GIVEN ENTRIES
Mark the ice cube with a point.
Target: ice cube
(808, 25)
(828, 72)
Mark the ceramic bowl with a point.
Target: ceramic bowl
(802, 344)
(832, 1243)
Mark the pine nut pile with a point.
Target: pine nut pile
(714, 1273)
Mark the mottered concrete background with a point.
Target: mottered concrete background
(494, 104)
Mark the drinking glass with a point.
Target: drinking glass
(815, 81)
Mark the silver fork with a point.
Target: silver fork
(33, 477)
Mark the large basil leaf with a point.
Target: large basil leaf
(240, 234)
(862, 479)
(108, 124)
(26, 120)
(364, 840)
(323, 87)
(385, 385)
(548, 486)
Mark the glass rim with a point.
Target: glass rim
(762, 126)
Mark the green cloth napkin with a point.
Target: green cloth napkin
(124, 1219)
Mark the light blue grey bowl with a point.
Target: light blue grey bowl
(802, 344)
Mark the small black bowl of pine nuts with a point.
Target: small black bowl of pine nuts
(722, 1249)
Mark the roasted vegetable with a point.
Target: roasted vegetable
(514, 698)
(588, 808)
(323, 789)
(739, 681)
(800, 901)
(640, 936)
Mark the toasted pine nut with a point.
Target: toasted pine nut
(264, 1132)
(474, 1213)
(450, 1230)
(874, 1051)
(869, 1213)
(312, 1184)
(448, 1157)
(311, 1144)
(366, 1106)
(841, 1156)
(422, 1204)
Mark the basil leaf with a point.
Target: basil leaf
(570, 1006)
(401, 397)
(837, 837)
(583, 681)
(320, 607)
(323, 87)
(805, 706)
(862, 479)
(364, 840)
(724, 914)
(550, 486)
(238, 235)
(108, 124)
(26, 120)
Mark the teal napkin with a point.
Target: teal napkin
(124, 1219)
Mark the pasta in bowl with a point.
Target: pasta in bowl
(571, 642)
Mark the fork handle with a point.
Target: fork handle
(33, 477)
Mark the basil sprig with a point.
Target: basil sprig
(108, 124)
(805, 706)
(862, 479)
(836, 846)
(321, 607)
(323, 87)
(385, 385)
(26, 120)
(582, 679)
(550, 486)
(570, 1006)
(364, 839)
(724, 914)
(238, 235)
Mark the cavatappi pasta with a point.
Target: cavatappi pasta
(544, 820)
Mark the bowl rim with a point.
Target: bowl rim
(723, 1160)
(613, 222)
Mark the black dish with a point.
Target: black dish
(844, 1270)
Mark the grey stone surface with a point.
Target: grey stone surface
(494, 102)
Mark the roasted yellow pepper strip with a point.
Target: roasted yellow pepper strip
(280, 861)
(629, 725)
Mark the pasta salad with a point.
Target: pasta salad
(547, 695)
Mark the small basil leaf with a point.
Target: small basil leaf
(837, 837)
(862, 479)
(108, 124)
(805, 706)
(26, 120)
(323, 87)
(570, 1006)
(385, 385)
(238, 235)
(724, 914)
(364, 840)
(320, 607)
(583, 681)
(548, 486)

TASK TO COMPLETE
Given the records above, return exactly the lines starting at the line containing "Target: roasted vegetable" and ending at the line containing "Mark the toasted pine nut with a point.", including both.

REPLY
Target: roasted vegetable
(514, 698)
(588, 808)
(323, 789)
(739, 681)
(800, 901)
(640, 936)
Mark the toasted pine nut with a point.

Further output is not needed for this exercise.